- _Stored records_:

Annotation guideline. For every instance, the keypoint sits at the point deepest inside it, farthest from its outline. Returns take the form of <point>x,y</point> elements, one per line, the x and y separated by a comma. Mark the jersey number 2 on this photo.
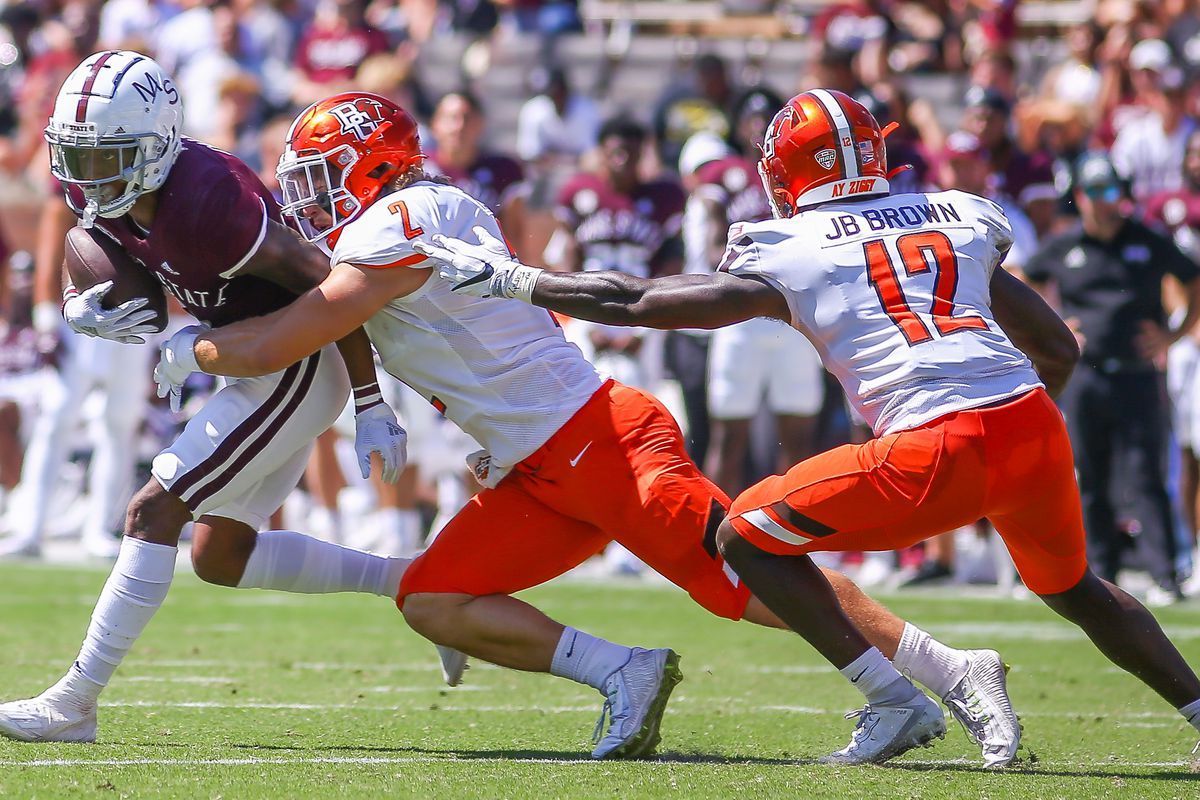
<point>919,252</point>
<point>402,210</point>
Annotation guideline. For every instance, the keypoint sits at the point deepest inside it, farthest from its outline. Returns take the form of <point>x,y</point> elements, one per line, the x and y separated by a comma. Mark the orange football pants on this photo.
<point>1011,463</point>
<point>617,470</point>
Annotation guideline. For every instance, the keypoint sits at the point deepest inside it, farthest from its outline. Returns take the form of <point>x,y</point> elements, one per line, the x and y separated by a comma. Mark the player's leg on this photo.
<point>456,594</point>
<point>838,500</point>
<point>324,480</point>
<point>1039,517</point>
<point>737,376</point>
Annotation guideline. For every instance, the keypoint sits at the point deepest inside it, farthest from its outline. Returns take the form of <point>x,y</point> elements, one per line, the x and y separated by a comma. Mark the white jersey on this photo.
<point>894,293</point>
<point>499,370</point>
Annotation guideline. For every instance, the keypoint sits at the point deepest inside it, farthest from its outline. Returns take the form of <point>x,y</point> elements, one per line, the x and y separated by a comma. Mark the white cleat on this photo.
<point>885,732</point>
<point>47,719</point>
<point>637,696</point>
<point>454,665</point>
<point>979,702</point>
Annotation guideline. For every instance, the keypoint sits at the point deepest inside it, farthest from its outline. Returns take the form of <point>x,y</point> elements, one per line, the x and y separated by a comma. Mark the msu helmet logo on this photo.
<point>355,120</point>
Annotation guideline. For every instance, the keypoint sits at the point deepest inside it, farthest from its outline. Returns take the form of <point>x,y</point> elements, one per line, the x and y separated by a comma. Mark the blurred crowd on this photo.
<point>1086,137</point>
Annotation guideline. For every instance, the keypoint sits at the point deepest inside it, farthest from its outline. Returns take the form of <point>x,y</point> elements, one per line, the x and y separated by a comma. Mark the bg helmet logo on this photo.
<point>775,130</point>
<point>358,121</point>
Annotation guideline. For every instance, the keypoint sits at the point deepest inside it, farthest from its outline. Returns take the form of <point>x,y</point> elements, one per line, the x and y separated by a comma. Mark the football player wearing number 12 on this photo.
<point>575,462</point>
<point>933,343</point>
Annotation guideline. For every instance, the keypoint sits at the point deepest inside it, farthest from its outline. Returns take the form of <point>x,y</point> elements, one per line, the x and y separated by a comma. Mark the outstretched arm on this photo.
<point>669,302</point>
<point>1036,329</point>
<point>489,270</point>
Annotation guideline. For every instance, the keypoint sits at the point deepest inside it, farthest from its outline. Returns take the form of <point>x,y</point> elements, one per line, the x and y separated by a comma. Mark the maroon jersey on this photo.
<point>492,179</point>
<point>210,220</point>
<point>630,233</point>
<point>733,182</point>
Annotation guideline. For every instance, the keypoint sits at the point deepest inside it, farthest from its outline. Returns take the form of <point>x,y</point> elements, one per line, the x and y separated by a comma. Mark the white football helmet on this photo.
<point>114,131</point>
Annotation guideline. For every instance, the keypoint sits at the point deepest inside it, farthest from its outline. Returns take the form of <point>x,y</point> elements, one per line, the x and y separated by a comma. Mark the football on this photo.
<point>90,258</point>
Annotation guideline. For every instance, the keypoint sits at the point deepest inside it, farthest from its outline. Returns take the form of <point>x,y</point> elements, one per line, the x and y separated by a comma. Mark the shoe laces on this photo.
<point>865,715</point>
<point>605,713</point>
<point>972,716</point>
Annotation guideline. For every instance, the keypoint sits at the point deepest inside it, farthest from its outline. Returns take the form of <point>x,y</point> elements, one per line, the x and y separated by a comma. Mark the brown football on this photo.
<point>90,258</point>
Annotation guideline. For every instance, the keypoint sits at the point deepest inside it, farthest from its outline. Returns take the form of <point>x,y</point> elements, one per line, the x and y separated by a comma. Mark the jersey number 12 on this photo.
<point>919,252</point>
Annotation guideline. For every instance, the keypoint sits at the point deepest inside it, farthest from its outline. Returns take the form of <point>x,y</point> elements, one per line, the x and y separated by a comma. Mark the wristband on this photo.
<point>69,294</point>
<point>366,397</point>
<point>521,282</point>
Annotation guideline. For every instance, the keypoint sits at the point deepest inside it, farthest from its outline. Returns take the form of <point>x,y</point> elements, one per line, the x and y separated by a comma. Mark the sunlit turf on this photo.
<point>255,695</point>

- _Exercise brief_:
What is needed is an exact copy of the lines from the one containing "brown football on this photo." through the final line of the data, both included, and nothing more.

- _Expected output_:
Annotation guideline. For every instance, the keypoint sits at the point deepest inside it, farthest from its outline. Returns take the form of <point>x,y</point> elements, one per line, the x and y separated by a comma. Mark the brown football on this photo.
<point>90,258</point>
Annotation guideline. For every instance, the keypoint sits at the point deepest inside it, farthest from its outline. Returns take the form of <point>x,y</point> elements, one per line, the x and y separated by a comma. Mark the jersey number 12 on this photo.
<point>919,252</point>
Annotation guideline. For every instance, the keypoint sits at the point deepest inside it, farthest from its outline. Returns take the form of <point>x,y</point> elements, one per line, the x and y separated by a comma. Mark the wristband on this photo.
<point>69,294</point>
<point>366,397</point>
<point>521,282</point>
Annotation guideline. For every instance, the keypoint sits at the point deepest inside it, farthest from its outline. Returns take the form of <point>x,y</point> elements, one per line, the x and y separated by a comma. Mark the sunlit turf on this photo.
<point>255,695</point>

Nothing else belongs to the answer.